• _Parts of the exercise_
A) Rewrite the paragraph of the article on U.S. nuns and the Vatican that begins "The Congregation for the Doctrine of the Faith" as a short bulleted list that keeps its main facts.
B) Repeat word for word the part of the article on U.S. nuns and the Vatican that opens with the words containing "The Congregation for" and closes with "to other organisations.".

• _Selected excerpt_

Free Republic
Browse · Search
Religion
Topics · Post Article

Skip to comments.

Crisis between U.S. nuns and Vatican has been a long time coming
Vatican Insider ^ | April 26, 2012 | marco tosatti

Posted on 04/27/2012 2:42:55 PM PDT by NYer

The doctrinal rebuff which the LCWR received from the Holy See, has its roots back in 1971, when the U.S.’s women religious rewrote their statute

The Congregation for the Doctrine of the Faith, led by U.S. Cardinal William Levada, has asked for a deep reform of the Leadership Conference of Women Religious (LCWR), the organisation which represents the majority of religious women’s orders in the United States. The request for the reform came after the conclusions of an inquiry showed that ““the current doctrinal and pastoral situation of the LCWR is grave and a matter of serious concern.” The Congregation concluded that an intervention from the Vatican was necessary to reform the group. The Archbishop of Seattle, Peter Sartain, was chosen as the Vatican delegate to supervise the reform process. The leader of the LCWR will have to assist in reviewing the group’s statutes, plan programmes, review liturgical texts and reconsider the group’s affiliations to other organisations.

• _Listed entries_
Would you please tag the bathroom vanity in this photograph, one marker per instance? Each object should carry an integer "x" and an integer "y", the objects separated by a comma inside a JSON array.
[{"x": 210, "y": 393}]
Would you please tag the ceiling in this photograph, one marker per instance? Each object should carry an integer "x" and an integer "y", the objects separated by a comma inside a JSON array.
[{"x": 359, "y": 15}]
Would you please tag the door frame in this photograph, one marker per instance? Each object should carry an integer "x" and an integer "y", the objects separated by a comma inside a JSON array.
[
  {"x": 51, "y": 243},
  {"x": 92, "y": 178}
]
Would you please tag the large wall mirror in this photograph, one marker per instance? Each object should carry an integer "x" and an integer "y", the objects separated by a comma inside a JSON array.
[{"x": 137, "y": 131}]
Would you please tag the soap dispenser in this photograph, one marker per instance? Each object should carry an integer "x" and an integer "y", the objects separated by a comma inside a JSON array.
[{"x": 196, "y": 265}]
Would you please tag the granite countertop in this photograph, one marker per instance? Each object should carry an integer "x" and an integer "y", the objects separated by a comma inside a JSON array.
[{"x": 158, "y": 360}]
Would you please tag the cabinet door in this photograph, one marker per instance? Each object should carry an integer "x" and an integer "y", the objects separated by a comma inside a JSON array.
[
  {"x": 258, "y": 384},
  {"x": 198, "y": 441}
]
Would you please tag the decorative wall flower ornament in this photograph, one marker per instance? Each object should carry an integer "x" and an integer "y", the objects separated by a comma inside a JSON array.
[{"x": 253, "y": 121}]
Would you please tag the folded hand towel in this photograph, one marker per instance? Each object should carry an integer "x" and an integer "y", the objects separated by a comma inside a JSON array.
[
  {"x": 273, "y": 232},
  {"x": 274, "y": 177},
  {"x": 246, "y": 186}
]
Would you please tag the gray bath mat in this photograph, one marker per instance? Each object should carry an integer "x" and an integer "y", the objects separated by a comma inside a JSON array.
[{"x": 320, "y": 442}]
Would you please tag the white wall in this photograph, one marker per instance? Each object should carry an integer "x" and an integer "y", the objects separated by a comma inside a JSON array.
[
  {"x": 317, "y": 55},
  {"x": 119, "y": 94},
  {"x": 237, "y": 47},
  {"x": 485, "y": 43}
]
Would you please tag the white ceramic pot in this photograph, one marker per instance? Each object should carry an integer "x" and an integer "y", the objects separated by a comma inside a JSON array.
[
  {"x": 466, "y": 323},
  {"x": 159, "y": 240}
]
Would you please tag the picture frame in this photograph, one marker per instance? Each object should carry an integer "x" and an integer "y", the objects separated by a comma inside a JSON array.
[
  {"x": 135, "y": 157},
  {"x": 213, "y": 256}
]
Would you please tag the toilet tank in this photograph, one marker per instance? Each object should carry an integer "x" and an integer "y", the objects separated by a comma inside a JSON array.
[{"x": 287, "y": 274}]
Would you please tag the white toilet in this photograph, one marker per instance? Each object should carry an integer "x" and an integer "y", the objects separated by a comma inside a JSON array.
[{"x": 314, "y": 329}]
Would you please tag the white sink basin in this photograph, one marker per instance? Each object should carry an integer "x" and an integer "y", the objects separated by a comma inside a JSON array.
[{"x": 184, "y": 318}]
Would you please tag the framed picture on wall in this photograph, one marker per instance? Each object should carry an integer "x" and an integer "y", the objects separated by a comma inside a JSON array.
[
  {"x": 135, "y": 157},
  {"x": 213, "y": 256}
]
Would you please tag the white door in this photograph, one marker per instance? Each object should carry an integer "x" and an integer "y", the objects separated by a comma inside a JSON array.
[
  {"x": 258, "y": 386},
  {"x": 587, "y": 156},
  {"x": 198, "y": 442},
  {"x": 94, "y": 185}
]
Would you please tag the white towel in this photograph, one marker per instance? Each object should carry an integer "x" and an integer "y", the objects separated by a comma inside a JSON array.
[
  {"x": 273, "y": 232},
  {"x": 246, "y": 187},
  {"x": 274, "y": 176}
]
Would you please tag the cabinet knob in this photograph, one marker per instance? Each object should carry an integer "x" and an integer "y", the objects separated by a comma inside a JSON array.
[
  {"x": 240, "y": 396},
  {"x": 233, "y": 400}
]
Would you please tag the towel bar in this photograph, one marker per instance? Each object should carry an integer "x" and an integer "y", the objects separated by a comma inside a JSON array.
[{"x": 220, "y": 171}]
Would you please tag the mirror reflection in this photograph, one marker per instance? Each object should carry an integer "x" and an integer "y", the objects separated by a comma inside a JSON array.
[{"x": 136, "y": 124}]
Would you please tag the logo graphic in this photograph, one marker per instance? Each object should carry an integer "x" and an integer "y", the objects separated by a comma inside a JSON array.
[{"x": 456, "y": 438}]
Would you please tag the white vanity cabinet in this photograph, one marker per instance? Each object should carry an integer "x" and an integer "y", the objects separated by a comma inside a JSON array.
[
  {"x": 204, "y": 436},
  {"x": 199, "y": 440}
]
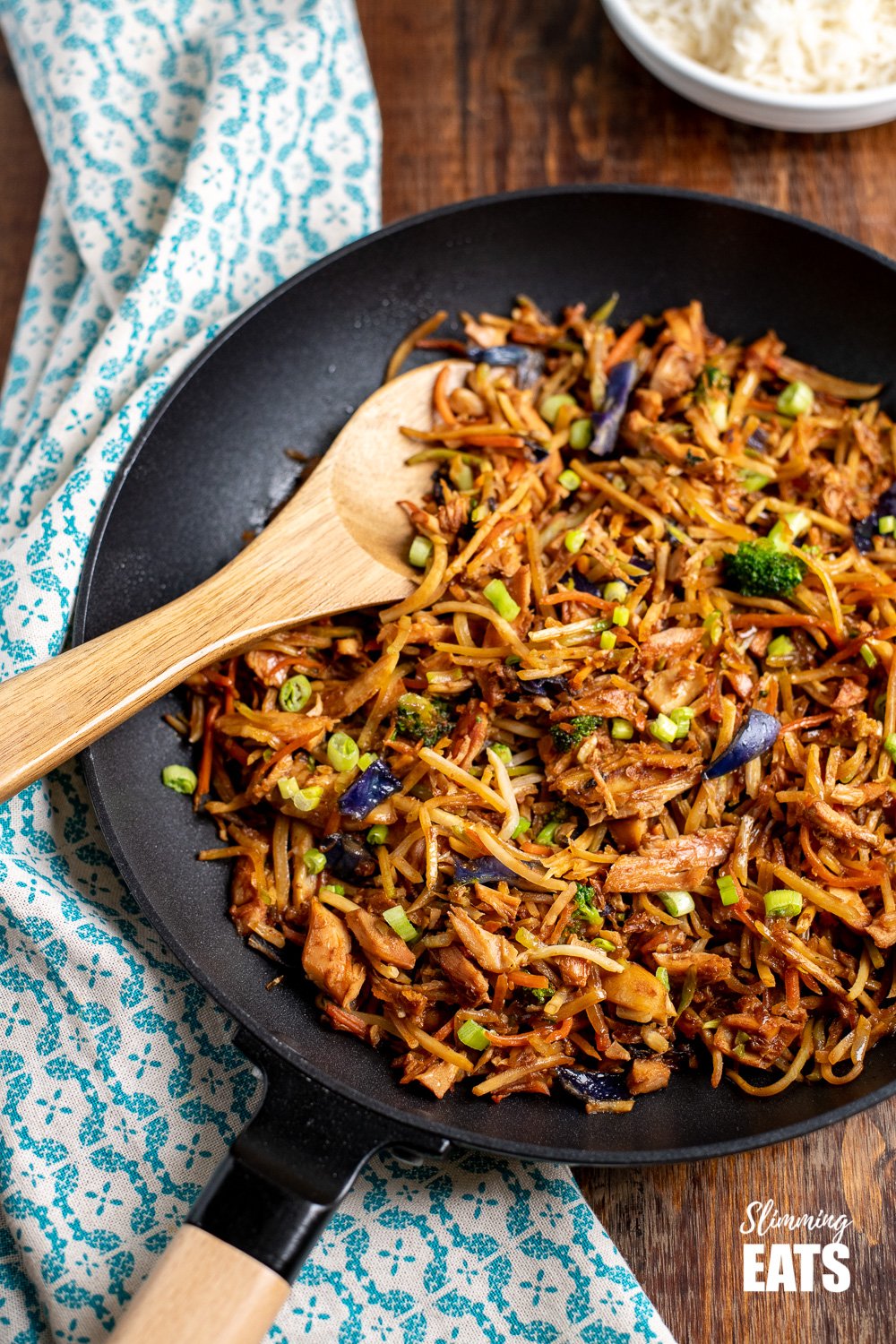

• _List of solutions_
A)
- The Congregation for the Doctrine of the Faith, led by U.S. Cardinal William Levada, asked for a deep reform of the Leadership Conference of Women Religious (LCWR), which represents most religious women's orders in the United States.
- The request followed an inquiry that found the LCWR's doctrinal and pastoral situation grave and a matter of serious concern.
- The Congregation concluded that a Vatican intervention was needed to reform the group.
- Peter Sartain, Archbishop of Seattle, was chosen as the Vatican delegate to supervise the reform.
- The LCWR's leader must help review the group's statutes, plan programs, review liturgical texts and reconsider its affiliations with other organizations.

B)
The Congregation for the Doctrine of the Faith, led by U.S. Cardinal William Levada, has asked for a deep reform of the Leadership Conference of Women Religious (LCWR), the organisation which represents the majority of religious women’s orders in the United States. The request for the reform came after the conclusions of an inquiry showed that ““the current doctrinal and pastoral situation of the LCWR is grave and a matter of serious concern.” The Congregation concluded that an intervention from the Vatican was necessary to reform the group. The Archbishop of Seattle, Peter Sartain, was chosen as the Vatican delegate to supervise the reform process. The leader of the LCWR will have to assist in reviewing the group’s statutes, plan programmes, review liturgical texts and reconsider the group’s affiliations to other organisations.